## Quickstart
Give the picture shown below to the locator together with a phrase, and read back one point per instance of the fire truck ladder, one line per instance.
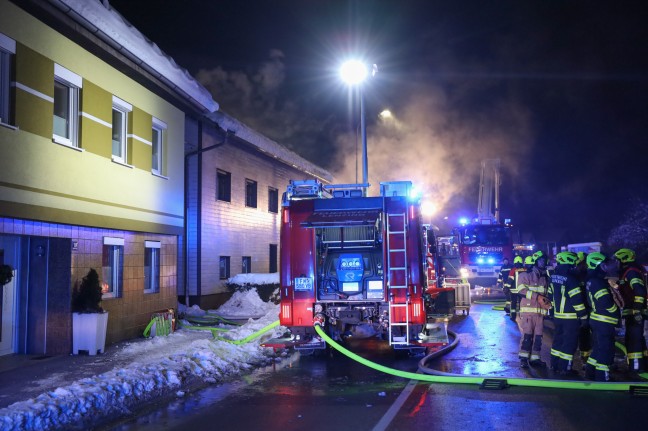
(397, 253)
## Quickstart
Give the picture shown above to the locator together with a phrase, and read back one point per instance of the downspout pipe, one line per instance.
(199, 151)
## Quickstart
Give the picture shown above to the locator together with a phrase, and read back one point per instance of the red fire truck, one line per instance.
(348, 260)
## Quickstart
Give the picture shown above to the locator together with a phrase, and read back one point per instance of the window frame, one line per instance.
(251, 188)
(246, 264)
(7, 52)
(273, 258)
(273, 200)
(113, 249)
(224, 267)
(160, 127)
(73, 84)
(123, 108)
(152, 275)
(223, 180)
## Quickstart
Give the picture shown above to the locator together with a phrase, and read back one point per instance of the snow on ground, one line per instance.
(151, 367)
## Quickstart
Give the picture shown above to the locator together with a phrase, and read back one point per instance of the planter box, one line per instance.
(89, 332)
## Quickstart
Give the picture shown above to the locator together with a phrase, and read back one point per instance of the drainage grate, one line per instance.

——

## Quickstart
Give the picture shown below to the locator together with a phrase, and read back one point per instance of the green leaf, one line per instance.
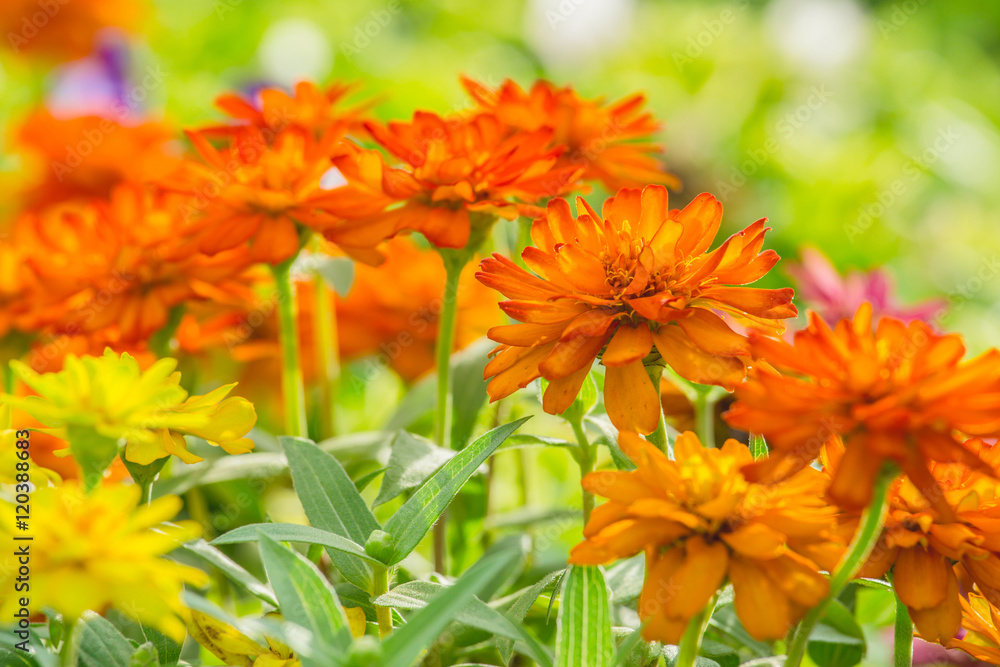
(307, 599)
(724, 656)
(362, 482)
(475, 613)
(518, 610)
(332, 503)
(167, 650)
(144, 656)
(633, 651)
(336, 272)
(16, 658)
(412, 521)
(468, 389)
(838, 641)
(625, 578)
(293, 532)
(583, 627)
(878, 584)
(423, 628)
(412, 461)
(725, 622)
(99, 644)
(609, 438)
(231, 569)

——

» Work required: Report every line above that contains the string "fire", copying each one in full. Case counts, so match only that exact capitalization.

» Final result:
Give the picture shown below to the locator together with a phrase, and read back one point per instance of the fire truck ladder, one line per instance.
Give the picture shown above to the locator together with a phrase, and read back one point per instance of the red fire truck, one line per instance.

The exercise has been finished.